Task goal:
Produce a verbatim transcription of the records below, beginning at the line containing "rock, that would be most helpful." and ending at the final line; include only those lines.

Exercise inputs:
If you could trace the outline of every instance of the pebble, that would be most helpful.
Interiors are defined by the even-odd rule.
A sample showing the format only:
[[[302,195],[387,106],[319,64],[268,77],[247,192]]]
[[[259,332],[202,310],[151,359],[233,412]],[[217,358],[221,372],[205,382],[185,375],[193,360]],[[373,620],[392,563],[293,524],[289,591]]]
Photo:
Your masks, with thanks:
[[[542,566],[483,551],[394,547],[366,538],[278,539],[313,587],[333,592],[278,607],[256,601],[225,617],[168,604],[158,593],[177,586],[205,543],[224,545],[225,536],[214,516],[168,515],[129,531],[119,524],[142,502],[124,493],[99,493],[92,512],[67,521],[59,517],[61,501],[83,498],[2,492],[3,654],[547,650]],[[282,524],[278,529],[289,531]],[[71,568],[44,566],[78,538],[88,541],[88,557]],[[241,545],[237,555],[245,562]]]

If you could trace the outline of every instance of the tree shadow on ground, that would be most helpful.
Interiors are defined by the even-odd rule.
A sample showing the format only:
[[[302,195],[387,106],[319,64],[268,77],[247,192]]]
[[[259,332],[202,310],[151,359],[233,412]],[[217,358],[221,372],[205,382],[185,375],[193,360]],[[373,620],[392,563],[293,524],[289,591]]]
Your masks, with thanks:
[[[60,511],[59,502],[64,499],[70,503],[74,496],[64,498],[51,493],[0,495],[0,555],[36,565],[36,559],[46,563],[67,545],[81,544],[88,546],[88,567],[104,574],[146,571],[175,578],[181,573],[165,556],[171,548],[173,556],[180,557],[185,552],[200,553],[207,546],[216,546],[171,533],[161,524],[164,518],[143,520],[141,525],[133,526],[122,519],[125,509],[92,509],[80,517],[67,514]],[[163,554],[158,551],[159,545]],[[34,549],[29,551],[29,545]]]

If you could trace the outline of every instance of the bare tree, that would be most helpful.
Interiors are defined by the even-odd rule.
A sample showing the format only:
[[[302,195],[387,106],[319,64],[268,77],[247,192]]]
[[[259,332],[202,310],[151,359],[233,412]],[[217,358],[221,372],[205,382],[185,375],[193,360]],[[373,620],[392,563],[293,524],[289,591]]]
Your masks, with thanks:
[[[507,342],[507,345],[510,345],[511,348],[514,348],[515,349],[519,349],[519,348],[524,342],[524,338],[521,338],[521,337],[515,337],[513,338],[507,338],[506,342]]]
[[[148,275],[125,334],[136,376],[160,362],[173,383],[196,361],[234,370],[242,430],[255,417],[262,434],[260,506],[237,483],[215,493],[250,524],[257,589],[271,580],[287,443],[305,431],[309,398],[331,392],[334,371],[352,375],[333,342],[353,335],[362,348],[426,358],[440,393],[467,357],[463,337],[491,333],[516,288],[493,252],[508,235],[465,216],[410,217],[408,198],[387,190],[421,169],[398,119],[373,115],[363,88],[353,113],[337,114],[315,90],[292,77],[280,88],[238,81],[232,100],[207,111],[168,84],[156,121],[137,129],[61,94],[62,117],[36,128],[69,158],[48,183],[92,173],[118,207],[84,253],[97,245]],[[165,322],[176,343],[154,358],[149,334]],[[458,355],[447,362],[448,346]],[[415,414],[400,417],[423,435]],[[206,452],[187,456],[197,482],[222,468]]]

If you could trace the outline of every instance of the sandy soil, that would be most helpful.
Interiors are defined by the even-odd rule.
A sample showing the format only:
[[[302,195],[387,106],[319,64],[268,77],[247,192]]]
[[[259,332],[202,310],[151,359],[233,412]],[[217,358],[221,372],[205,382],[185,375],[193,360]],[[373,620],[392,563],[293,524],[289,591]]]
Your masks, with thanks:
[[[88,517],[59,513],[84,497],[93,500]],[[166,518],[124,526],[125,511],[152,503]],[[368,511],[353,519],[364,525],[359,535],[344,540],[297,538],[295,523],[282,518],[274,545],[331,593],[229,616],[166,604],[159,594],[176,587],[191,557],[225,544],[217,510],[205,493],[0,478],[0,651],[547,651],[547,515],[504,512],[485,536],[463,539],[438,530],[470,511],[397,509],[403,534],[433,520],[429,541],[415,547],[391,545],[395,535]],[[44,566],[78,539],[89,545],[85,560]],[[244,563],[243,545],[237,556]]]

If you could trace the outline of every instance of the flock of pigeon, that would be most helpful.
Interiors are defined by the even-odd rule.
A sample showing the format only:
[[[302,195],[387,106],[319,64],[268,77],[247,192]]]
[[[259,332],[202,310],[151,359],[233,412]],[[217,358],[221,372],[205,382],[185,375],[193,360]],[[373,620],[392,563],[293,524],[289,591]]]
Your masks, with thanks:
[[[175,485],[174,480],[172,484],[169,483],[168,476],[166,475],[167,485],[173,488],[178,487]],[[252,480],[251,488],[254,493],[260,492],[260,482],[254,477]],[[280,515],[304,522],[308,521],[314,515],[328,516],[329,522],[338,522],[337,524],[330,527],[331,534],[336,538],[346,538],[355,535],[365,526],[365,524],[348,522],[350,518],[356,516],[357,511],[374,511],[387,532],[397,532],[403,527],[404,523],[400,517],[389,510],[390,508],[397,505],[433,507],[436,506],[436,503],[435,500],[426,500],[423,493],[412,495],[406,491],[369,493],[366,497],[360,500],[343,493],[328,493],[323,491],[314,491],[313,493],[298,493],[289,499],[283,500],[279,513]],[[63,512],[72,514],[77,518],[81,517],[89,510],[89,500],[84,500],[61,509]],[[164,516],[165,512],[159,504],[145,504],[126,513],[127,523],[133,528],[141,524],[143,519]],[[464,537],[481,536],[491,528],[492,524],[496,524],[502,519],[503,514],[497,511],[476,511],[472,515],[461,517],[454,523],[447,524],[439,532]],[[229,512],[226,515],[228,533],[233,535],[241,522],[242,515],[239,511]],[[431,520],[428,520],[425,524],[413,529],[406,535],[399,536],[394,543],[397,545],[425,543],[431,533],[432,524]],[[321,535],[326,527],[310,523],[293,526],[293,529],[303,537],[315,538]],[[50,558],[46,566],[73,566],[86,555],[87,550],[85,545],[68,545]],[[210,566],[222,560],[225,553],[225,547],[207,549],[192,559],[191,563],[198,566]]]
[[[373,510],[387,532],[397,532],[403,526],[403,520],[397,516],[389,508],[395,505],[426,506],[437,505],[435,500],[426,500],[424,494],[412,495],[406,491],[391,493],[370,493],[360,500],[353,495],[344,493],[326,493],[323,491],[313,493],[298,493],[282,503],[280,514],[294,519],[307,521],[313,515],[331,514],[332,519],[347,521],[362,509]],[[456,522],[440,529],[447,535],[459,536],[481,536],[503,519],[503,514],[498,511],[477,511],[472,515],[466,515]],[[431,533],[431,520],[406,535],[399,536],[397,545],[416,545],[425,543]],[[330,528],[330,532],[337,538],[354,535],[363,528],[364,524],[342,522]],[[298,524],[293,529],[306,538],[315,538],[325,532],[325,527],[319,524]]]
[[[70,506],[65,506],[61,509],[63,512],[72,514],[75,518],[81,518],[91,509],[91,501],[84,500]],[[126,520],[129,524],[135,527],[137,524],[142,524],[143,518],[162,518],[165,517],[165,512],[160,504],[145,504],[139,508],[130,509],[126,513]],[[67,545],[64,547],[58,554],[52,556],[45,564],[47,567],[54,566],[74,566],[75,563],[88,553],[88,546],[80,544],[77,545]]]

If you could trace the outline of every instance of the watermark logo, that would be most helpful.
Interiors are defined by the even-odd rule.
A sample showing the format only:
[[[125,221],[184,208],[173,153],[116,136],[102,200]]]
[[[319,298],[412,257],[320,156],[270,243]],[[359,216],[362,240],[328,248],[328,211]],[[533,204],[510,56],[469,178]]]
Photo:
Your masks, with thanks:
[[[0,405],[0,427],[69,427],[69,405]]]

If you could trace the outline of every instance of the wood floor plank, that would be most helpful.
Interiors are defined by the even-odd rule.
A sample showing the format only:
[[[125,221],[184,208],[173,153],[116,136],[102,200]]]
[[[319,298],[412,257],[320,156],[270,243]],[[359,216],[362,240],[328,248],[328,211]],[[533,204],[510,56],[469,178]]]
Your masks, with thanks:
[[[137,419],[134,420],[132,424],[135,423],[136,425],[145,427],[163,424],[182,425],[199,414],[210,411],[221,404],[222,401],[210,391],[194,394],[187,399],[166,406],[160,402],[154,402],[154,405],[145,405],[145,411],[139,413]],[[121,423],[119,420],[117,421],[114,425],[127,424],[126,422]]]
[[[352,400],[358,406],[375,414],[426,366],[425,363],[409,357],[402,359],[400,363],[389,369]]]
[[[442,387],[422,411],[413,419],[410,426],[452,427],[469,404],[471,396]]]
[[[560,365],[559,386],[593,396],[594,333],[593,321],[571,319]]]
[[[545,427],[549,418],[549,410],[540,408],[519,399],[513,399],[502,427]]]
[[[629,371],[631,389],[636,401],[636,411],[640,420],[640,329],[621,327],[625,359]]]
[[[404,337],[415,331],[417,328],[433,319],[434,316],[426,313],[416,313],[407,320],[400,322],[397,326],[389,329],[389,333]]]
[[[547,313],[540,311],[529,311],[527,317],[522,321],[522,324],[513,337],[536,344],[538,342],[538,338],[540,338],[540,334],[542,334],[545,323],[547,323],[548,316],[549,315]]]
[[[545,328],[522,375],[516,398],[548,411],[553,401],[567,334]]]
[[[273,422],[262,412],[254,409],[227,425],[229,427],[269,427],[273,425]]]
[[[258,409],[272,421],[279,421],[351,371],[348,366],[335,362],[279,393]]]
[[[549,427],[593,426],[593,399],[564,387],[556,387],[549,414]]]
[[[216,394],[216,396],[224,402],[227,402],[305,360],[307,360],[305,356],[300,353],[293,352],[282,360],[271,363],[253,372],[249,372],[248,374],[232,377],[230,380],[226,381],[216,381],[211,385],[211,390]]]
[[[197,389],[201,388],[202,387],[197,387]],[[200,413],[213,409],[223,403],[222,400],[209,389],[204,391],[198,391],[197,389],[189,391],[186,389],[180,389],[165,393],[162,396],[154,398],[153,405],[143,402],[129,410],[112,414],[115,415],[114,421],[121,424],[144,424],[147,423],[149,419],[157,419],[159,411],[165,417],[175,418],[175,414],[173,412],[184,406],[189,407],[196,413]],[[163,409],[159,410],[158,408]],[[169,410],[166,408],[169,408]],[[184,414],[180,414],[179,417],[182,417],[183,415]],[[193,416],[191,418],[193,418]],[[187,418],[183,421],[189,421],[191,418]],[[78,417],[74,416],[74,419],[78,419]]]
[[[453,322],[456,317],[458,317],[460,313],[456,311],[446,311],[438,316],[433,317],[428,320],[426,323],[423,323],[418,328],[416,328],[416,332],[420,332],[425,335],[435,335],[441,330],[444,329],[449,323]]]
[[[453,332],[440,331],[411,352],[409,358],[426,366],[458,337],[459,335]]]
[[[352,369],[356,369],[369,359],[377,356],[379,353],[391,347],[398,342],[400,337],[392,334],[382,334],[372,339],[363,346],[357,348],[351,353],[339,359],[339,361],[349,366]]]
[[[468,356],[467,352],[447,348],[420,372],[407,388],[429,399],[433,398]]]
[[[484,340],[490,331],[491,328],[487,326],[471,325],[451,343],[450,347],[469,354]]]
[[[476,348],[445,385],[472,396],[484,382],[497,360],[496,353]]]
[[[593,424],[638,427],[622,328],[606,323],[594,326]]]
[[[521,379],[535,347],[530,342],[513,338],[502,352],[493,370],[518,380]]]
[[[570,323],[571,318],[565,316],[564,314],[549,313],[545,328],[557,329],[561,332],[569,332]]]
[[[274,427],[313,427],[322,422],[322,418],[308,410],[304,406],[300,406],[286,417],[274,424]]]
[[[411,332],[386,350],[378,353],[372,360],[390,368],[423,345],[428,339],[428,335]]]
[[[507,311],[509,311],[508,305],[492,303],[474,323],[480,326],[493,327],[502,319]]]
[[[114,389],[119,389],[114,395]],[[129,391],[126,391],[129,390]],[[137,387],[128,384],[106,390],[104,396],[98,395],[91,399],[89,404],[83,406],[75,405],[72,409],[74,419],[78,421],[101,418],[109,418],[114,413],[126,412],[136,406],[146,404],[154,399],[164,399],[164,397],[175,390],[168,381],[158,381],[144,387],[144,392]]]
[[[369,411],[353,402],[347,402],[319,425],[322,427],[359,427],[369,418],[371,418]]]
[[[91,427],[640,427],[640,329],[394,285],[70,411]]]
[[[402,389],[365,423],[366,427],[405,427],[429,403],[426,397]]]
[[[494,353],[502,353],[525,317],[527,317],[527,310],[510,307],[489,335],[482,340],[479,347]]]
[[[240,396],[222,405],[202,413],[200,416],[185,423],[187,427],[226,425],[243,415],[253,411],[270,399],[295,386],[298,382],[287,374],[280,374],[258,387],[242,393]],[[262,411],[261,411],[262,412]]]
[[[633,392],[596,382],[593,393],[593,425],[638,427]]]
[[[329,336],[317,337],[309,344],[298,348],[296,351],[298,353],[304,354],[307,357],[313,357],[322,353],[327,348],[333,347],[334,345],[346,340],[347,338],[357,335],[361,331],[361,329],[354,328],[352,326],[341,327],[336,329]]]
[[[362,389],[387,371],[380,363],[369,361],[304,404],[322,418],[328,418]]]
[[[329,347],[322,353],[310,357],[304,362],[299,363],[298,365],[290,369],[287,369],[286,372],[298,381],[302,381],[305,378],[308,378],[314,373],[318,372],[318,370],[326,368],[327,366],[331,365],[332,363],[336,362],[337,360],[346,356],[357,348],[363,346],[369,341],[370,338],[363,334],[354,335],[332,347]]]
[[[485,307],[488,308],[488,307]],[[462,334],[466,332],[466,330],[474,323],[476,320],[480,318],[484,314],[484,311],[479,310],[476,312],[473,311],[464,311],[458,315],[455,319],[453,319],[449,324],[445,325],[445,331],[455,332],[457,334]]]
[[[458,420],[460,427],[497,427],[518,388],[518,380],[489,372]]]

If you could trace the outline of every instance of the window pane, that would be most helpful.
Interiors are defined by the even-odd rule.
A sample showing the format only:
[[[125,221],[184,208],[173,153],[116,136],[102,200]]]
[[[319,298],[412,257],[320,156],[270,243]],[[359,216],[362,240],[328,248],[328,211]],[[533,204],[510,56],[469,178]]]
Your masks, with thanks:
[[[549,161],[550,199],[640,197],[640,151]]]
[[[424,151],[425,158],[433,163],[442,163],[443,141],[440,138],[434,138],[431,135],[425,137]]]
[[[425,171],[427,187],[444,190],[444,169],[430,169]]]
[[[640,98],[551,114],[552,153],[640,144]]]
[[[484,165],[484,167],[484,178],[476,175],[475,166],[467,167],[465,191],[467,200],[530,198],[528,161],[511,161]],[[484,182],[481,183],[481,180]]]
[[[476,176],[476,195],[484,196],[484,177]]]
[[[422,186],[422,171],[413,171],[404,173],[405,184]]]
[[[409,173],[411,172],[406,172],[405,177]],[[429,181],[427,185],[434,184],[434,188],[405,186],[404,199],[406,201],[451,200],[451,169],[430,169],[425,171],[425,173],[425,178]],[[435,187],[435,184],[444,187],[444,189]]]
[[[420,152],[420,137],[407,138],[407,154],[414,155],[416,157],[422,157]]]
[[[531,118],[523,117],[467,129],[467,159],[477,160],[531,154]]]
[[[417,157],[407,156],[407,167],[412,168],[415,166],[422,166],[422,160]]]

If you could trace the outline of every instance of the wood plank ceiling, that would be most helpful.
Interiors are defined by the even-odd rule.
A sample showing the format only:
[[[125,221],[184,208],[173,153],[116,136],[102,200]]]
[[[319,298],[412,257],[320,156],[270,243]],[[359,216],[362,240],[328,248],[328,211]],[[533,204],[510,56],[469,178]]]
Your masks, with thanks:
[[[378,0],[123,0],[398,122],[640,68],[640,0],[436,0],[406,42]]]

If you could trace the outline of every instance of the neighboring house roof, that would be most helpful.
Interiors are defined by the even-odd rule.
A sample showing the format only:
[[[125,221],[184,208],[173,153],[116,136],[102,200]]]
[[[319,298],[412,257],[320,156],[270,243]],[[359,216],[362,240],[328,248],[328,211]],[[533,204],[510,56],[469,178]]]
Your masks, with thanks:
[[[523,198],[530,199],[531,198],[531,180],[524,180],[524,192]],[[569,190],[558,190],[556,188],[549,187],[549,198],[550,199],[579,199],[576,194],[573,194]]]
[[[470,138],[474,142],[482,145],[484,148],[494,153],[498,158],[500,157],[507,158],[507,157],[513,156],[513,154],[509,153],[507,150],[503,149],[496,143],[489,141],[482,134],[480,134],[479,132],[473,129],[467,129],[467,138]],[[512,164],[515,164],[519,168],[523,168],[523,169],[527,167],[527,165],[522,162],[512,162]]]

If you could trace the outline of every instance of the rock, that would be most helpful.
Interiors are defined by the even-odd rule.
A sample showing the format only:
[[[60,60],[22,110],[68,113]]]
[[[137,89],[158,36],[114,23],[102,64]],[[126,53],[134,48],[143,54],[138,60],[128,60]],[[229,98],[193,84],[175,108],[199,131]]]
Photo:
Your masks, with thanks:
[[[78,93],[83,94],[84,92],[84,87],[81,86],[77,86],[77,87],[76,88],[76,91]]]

Answer to the task:
If you could trace the outline of every instance of the rock, that would be most helpful.
Interiors are defined by the even-odd rule.
A sample showing the format only:
[[[60,60],[22,110],[68,113]]]
[[[137,89],[158,36],[114,23],[102,64]],[[126,53],[134,48],[143,54],[138,60],[128,60]],[[229,98],[193,84],[175,108],[199,131]]]
Photo:
Your masks, with thanks:
[[[78,93],[83,94],[84,92],[84,87],[81,86],[77,86],[77,87],[76,88],[76,91]]]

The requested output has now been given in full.